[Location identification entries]
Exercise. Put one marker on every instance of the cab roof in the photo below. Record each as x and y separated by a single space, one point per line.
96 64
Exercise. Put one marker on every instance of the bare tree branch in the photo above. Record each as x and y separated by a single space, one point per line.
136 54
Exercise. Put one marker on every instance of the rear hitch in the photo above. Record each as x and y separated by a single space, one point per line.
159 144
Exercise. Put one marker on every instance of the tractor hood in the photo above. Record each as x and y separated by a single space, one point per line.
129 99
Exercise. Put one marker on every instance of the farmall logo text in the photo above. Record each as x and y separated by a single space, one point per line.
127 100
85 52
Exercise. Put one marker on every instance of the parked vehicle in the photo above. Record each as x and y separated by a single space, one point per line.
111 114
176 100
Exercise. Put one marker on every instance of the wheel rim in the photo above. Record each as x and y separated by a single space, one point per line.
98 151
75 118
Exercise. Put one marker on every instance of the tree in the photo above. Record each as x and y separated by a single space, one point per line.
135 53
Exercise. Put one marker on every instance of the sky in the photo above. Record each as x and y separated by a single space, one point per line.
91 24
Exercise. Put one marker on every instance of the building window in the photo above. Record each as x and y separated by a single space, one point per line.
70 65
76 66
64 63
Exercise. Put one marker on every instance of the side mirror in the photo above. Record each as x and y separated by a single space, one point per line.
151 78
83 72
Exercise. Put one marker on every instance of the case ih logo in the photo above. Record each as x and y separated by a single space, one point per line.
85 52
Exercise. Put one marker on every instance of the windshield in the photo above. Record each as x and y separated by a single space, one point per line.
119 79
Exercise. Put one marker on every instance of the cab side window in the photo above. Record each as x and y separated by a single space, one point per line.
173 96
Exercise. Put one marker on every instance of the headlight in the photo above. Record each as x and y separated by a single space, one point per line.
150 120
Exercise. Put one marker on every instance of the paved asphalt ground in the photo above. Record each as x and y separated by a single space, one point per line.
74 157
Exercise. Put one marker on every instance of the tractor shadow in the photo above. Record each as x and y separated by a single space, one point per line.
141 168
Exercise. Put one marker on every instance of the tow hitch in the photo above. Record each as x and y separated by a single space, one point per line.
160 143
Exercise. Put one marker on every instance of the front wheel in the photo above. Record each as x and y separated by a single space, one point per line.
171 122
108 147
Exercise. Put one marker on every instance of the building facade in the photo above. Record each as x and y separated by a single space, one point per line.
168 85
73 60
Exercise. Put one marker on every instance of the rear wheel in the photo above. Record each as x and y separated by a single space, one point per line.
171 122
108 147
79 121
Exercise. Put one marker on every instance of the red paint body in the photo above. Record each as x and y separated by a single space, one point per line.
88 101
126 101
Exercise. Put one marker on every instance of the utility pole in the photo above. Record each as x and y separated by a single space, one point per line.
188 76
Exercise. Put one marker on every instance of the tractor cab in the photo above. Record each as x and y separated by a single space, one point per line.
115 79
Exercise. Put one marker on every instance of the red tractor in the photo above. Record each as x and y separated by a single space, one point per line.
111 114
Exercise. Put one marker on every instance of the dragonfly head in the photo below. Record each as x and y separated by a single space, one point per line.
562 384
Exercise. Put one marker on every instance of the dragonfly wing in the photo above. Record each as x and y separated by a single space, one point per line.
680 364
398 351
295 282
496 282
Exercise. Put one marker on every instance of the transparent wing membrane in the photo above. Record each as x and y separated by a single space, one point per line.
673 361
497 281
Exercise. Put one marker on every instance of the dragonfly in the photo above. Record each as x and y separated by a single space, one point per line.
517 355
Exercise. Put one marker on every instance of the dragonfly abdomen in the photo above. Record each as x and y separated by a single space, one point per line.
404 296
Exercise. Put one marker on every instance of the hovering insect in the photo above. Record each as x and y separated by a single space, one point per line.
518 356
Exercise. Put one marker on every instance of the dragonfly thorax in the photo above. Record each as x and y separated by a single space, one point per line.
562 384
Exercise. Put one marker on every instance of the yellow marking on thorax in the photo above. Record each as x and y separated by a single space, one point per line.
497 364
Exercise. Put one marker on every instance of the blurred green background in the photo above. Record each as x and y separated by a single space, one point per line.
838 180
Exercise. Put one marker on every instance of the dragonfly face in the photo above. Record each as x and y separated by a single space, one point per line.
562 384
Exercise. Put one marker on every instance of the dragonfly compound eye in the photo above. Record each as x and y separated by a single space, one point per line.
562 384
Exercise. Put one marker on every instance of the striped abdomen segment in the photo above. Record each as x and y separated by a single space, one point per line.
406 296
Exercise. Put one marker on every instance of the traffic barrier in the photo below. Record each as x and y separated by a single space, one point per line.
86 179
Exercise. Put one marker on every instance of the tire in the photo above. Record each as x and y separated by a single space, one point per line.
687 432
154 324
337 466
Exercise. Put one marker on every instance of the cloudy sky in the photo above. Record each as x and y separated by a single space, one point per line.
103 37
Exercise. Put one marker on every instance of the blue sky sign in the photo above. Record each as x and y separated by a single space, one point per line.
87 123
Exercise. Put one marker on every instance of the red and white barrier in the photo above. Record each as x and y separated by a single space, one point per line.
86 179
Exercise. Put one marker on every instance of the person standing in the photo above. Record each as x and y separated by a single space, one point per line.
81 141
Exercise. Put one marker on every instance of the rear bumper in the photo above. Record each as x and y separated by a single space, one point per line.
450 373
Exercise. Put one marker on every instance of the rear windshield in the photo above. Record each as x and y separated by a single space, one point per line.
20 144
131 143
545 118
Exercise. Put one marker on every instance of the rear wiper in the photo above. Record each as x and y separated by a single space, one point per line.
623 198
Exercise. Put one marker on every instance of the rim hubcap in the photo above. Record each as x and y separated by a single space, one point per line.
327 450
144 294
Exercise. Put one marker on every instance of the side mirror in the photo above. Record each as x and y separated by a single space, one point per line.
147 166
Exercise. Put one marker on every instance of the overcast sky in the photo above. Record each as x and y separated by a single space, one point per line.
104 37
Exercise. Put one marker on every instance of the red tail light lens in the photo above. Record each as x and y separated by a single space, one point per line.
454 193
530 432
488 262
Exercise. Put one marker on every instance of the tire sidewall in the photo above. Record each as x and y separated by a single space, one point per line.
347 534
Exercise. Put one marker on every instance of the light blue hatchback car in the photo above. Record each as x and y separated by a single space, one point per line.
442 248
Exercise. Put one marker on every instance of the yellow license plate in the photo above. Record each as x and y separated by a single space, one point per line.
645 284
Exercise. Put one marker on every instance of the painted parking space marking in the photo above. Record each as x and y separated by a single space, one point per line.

_Directions_: Every line of the material must be returned exactly as it appears.

_Answer for this exercise_:
Exercise. Put one marker on every instance of the cab roof in the photo below. Record each as x and y separated by a single space, one point per line.
96 64
Exercise. Put one marker on every instance of the bare tree branch in the photo above. Record each as x and y separated by a single space, one point per line.
136 54
Exercise. Put one marker on every instance of the rear hitch in the photo above. Record each as x and y separated by a single space, one point per line.
159 144
Exercise. Put one marker on every instance of the tractor hood in the photo above. Record each as x and y separated by a single space, one point per line.
129 99
Exercise. Put one marker on every instance of the farmall logo text in the photo above. Record each as x and y separated by a single space, one point per line.
127 100
85 52
Exercise. Put one marker on every instance of the parked vehicle in the photo above. Record each as x and y separated by a single space, one point per line.
111 114
176 100
Exercise. Put one marker on every instance of the wheel rim in the photo above. Record each as x and y separated by a single space, one point per line.
98 151
75 118
Exercise. Put one marker on every instance of the tree in the photo above. Record each as x and y separated by a single space, one point per line.
135 53
Exercise. Put one marker on every instance of the sky in the photo above. Record each as x and y separated by a single space, one point per line.
91 24
Exercise. Put one marker on every instance of the building window in the photo above. Record each as x and y separated by a single space, one point per line.
70 65
76 66
64 63
Exercise. Put one marker on every instance of the side mirror in the photo above. Record each as x and y separated by a single space, one point per line.
151 78
83 72
Exercise. Put one marker on every instance of the case ih logo in the photo above. Record each as x and y separated by a single space, one point per line.
85 52
Exercise. Put one marker on every instance of the windshield in the photo above. Record each as x and y separated by a single space, one point per line.
119 79
Exercise. Put one marker on every instance of the cab side window in the photo above. Record each as x and y separated by a single space, one point per line.
173 96
Exercise. Put one marker on every instance of the headlight in the photo above. Record each as x and y separated by a single space, one point per line.
150 120
Exercise. Put one marker on every instance of the paved asphalt ground in the photo above. Record each as x and y separated by a single space, one point per line.
74 157
Exercise. Put one marker on every instance of the tractor shadow in the photo above. Record each as x and y separated by a single space, one point per line.
141 168
Exercise. Put one marker on every instance of the tow hitch in the photo above. Record each as x and y separated by a single space, one point per line.
160 143
Exercise. Put one marker on every instance of the front wheel in the photo above. Record each as x and y separated by a single space, one point per line.
171 122
108 147
Exercise. Put one marker on every instance of the building facade in the photo above. Record each as x and y separated by a single space, one point per line.
168 85
73 60
Exercise. Put one marker on every instance of the rear wheel in the photo above. Record each as x and y separated by a single space, one point per line.
171 122
108 147
79 121
Exercise. Put one marker on every instance of the red paint body in the photo above. Record each as x and y separated by a single space, one point per line.
88 101
126 101
Exercise. Put one marker on every instance of the utility pole in the photo above. Record each as x and y separated by a single space, one point per line.
188 76
Exercise. Put one marker on every instance of the tractor cab in the photo above. Record each as x and y separated by a single space, one point per line.
115 79
Exercise. Put one marker on every instance of the red tractor in the photo above. Record each as x and y separated by a single space, one point per line.
111 114
Exercise. Put one marker on every instance of the dragonfly head in the photo below. Record each as x and y separated by a single space, one point per line.
562 384
Exercise. Put one marker on every instance of the dragonfly wing in the photo above. Record each as x and y separated by a single space, one point per line.
680 364
398 351
295 282
496 282
Exercise. Put one marker on every instance of the transparent wing membrane in the photo above. Record each as x and y separated by a single space, one point per line.
673 361
497 281
Exercise. Put one marker on every instance of the dragonfly in the photo above. Record each as x and y separated by a single space, one point per line.
517 355
Exercise. Put one marker on every instance of the dragonfly abdomen in the photo above. Record each as x and y separated by a single space, one point per line.
404 296
Exercise. Put one marker on every instance of the hovering insect in the photo above. Record each as x and y separated by a single space, one point per line.
518 356
Exercise. Put one marker on every instance of the dragonfly thorax in the photo above. Record each as x and y separated by a single space, one point per line.
562 384
Exercise. Put one marker on every instance of the yellow marking on thorax in the photo above. Record each as x and y separated by a single space, one point per line.
497 364
Exercise. Put one marker on every instance of the blurred green background in the photo above. Record each as x and y separated by a single space, one point per line.
838 180
Exercise. Put one marker on every instance of the dragonfly face in the photo above. Record each as x and y separated by a single space, one point per line.
562 384
Exercise. Put one marker on every instance of the dragonfly compound eye in the photo above. Record each as x and y separated by a single space, one point per line.
562 384
Exercise. Put one marker on every instance of the striped abdomen segment in the photo above. Record each as x and y separated by a single space, one point per line.
406 296
Exercise. Put one marker on every instance of the traffic barrier in the photo below. Record each as x and y separated by a single space, one point per line.
86 179
Exercise. Put one marker on every instance of the tire in the photo above. Record each as x and y separated by a single space, one point per line.
687 432
154 324
337 466
Exercise. Put one marker on every instance of the cloudy sky in the photo above. Record each as x and y separated by a single space, one point per line.
103 37
Exercise. Put one marker on every instance of the blue sky sign in the photo above. Record each as x and y separated by a single space, one point per line.
87 123
Exercise. Put one marker on every instance of the red and white barrier in the photo above. Record each as x and y separated by a single space, one point per line.
86 179
Exercise. Put one marker on every instance of the person standing in the photo above. Record each as x and y separated by a single space, one point per line.
81 141
Exercise. Put one marker on every instance of the rear bumper in the photo above. Record each as x and y separated by a single space, one point per line.
450 373
Exercise. Put one marker on every instance of the rear windshield in the photo above. Record each as x and y separated by a single space, one point per line.
20 144
131 143
545 118
Exercise. Put one marker on every instance of the rear wiper in the photo above. Record each as x and y separated by a single space, one point per line.
623 198
Exercise. Put one marker on every instance of the rim hubcap in the photo above. Record each as x and y separated by a single space, one point per line.
327 450
144 294
Exercise. Put one marker on every instance of the side mirror in the photo above. Record each as x and y separated by a single space, one point per line.
147 166
Exercise. Put one marker on every instance of the overcast sky in the photo above. Record each as x and y separated by a single space, one point per line.
104 37
Exercise. Put one marker on every instance of the red tail light lens in the photo above. Record each as x and y separated by a single space, one point per line.
454 193
530 432
488 262
Exercise. Put one marker on every instance of the tire sidewall in the photo above. Record each as x and y separated by a single space, one point per line.
347 534
Exercise. Put one marker on every instance of the light blue hatchback car in the photo above. Record each as x and y separated by a single space, one point per line.
442 248
Exercise. Put one marker on every instance of the yellow license plate in the photo above. Record each as x and y separated by a single space, one point per line.
645 284
Exercise. Put one marker on every instance of the painted parking space marking in the photo above. Record each as x and y separated by a single space, one point per line.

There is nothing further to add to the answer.